**** Source passage ****
A huge security model was built in the data warehouse with admin rights on who gets to see these cost centers, and that's how we're able to have one dashboard feed 150 people — because when they log in, they only get to see their department. Getting that to work the way we wanted it to work was the hardest part.

The Collaborations

IT

We have a really great partnership with our IT department. Having been deep into our ERP for years, we know how this stuff comes together.

To speed up the iteration process, we build prototypes for IT; that way, they know what we need it to look like when it’s done. To do this, we go into our ERP, export the data we want into Excel, and build all the calculations. Then we document the table name and where that data sits in the database.

It speeds up the process a lot because they know what we want and if they’ve done it correctly. Now we just check in with them once a week.

The one aspect of working with IT that I find challenging is their need for perfection. My proof of concept only needs to be 80% in order to check viability. We can iterate from there.

Business Partners

Financial models can be hard for non-finance partners to grasp, so we work hard to train them in the basics of finance and, more specifically, how the model works — and we make it fun! Two of the ways we’ve done this:

  1. Animated video: We made a fun, animated video that walks the managers through the model and shows them what we do.
  2. Interactive simulation: We have an in-house, half-day business simulation to elevate the financial acumen of all the managers and team leads (and anyone else who wants to attend). It's fun, humorous and memorable.

For example, we used to have an international executive who wanted to give extended payment terms to all his customers. He went through the business simulation under those parameters — giving extended payment terms — and discovered that all his money was tied up as poker chips in his receivables. He wanted that money out of there to pay bills, but he gave people 200 days to pay in the simulation, so he didn’t get that money. When he left the training simulation, he said, “I am putting everyone on COD (cash on delivery) now!”
****
List of tasks:
1. Answer these questions from the passage on finance collaborations.
(a) How many people does the single dashboard feed?
(b) How often does the team now check in with IT?
(c) How many days to pay did the executive give people in the simulation?
2. Write out a section of the passage on finance collaborations. Begin at the words "We have a really" and stop after the words "in the database.".
3. Rewrite the paragraph of the passage on finance collaborations that begins "To speed up the iteration process" as a short list, keeping its main facts.
The material after this point comes from a different source.
**** Data to examine ****
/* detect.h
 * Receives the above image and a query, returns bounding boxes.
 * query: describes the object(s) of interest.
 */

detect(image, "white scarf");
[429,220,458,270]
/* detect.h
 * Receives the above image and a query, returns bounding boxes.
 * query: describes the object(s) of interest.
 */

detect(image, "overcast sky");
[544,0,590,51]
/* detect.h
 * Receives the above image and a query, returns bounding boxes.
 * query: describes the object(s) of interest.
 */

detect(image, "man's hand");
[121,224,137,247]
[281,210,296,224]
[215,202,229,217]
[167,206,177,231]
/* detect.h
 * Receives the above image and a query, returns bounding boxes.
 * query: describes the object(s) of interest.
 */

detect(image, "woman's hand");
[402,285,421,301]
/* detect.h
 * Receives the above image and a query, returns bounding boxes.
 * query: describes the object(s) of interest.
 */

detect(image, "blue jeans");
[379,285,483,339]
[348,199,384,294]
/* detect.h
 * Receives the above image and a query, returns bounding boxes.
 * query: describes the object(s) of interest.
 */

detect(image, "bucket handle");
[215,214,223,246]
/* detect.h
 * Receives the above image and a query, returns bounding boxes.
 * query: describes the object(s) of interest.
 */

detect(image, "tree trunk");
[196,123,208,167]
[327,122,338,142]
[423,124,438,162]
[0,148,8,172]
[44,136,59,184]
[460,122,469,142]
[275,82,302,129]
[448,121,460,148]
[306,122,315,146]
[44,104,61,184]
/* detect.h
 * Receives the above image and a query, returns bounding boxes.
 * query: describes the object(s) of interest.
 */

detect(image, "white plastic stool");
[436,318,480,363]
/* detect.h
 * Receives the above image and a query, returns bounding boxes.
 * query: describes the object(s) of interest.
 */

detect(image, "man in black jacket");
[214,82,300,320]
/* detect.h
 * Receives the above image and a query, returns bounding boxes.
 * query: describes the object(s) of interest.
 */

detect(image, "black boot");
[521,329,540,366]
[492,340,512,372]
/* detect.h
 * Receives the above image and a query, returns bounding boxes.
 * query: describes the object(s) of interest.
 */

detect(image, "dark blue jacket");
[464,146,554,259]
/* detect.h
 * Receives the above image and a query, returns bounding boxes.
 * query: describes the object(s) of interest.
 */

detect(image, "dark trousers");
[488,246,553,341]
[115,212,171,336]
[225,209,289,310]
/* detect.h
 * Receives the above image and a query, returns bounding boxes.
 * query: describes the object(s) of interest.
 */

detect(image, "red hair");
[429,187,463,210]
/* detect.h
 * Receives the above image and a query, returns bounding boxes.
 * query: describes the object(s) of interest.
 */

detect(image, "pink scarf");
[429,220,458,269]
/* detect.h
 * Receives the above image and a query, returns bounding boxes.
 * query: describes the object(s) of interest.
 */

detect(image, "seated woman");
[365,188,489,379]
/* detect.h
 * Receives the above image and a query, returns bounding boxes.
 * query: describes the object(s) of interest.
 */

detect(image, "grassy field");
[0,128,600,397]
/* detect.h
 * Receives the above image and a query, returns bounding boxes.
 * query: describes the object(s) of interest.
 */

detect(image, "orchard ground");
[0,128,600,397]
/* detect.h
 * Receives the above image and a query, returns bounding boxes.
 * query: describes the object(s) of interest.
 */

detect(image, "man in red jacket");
****
Answers to each task:
1.
(a) 150 people
(b) Once a week
(c) 200 days

2.
We have a really great partnership with our IT department. Having been deep into our ERP for years, we know how this stuff comes together.

To speed up the iteration process, we build prototypes for IT; that way, they know what we need it to look like when it’s done. To do this, we go into our ERP, export the data we want into Excel, and build all the calculations. Then we document the table name and where that data sits in the database.

3.
- To speed up iteration, the team builds prototypes that show IT what the finished product should look like.
- The team exports the needed data from the ERP into Excel.
- The team builds all the calculations in Excel.
- The team documents the table name and where the data sits in the database.